§ **Study text**:
Public Servant Spotlight — Anna Harmon: ‘I grew up in fire and rescue’

Posted on Wednesday, February 11, 2015 at 8:59 am

HarmonBy Sarah Vogelsong
CP Reporter

 

When Anna Harmon refers to her fellow first responders at Ladysmith Rescue as “family,” she’s being literal. After all, when she goes down to the station, she’s got a good chance of encountering either her mother, who joined the squad in 1992, or her husband, who joined up about six years ago.

Nor does the family tree stop there. The Ladysmith native was preceded in fire-rescue work by her father Emmett C. Farmer, a 30-year veteran of Ladysmith Rescue and a life member of Ladysmith Fire, and her grandfather Emmett R. Farmer, a life member of Port Royal Fire. As a “third-generation” volunteer, one of Harmon’s dearest wishes is that her son, now 5, become the next chain in the long link of family efforts to help fellow citizens on the toughest days of their lives.

“I grew up in fire and rescue,” Harmon said. She still fondly remembers her father going out on calls when she was a child, and then returning, covered with dirt and smelling of smoke.

Except for four years of study at Radford University in southwestern Virginia and a stint after graduation in Hopewell, where she volunteered with Hopewell Emergency (a job she kept up for 10 years) and the Burrowsville and Chesterfield fire departments, Harmon has spent all of her life in Caroline.

“I grew up four miles from here,” she said, speaking at the Ladysmith Rescue building on Route 1, “and I live five miles from here now.”

She first got involved in rescue work while in high school, in 1988, when she began volunteering at the Ladysmith station. Back then, squad rules didn’t allow men and women to sleep overnight in the station at the same time, so certain shifts were assigned to an all-female crew.

One of those shifts, which Harmon often took, stretched from Saturday morning to Sunday evening, and she still fondly remembers many of the women with whom she served. Some, like Macine Williams, have seen Harmon grow up in rescue work.

§ **Work request 1**: According to the Harmon profile, in what year did Harmon's mother join Ladysmith Rescue?
§ **Work request 2**: Quote the Harmon profile word for word, everything from "HarmonBy Sarah Vogelsong" down to "of their lives.".
The data comes from a separate source, not from the Harmon profile.

§ **Data for analysis**:
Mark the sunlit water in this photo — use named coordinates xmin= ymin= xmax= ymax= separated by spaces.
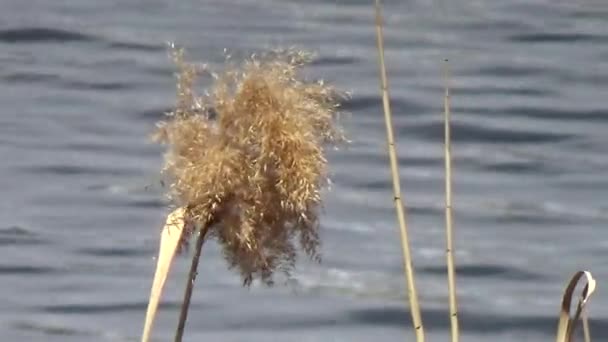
xmin=0 ymin=0 xmax=608 ymax=342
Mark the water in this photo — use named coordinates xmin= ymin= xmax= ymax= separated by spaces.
xmin=0 ymin=0 xmax=608 ymax=341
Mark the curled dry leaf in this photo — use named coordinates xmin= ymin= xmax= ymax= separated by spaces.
xmin=155 ymin=45 xmax=345 ymax=285
xmin=556 ymin=271 xmax=596 ymax=342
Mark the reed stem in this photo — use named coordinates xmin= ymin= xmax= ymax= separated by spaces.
xmin=443 ymin=59 xmax=460 ymax=342
xmin=375 ymin=0 xmax=424 ymax=342
xmin=175 ymin=224 xmax=210 ymax=342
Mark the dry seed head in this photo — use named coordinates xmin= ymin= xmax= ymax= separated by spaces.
xmin=156 ymin=49 xmax=345 ymax=285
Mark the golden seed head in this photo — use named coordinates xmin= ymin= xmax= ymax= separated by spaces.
xmin=155 ymin=45 xmax=345 ymax=285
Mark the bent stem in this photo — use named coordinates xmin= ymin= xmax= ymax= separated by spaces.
xmin=175 ymin=220 xmax=210 ymax=342
xmin=141 ymin=208 xmax=186 ymax=342
xmin=375 ymin=0 xmax=424 ymax=342
xmin=443 ymin=59 xmax=460 ymax=342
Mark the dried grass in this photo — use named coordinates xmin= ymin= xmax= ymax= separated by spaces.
xmin=154 ymin=45 xmax=345 ymax=285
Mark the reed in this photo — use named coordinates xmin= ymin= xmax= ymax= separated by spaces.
xmin=142 ymin=49 xmax=346 ymax=341
xmin=443 ymin=59 xmax=460 ymax=342
xmin=375 ymin=0 xmax=424 ymax=342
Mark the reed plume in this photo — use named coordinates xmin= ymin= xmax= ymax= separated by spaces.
xmin=142 ymin=49 xmax=346 ymax=341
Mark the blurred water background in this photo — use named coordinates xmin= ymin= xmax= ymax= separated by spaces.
xmin=0 ymin=0 xmax=608 ymax=342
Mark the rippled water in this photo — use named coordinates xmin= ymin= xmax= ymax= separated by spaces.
xmin=0 ymin=0 xmax=608 ymax=341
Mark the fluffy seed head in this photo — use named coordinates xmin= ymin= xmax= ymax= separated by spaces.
xmin=155 ymin=45 xmax=345 ymax=285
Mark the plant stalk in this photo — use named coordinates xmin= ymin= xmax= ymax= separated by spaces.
xmin=175 ymin=224 xmax=210 ymax=342
xmin=375 ymin=0 xmax=424 ymax=342
xmin=443 ymin=59 xmax=460 ymax=342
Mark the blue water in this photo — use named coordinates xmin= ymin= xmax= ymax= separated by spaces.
xmin=0 ymin=0 xmax=608 ymax=342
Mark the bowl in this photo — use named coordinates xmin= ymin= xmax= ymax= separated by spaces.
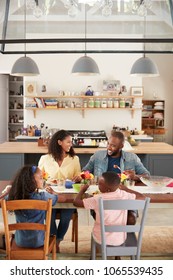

§ **Written reply 1**: 1992

§ **Written reply 2**:
HarmonBy Sarah Vogelsong
CP Reporter

 

When Anna Harmon refers to her fellow first responders at Ladysmith Rescue as “family,” she’s being literal. After all, when she goes down to the station, she’s got a good chance of encountering either her mother, who joined the squad in 1992, or her husband, who joined up about six years ago.

Nor does the family tree stop there. The Ladysmith native was preceded in fire-rescue work by her father Emmett C. Farmer, a 30-year veteran of Ladysmith Rescue and a life member of Ladysmith Fire, and her grandfather Emmett R. Farmer, a life member of Port Royal Fire. As a “third-generation” volunteer, one of Harmon’s dearest wishes is that her son, now 5, become the next chain in the long link of family efforts to help fellow citizens on the toughest days of their lives.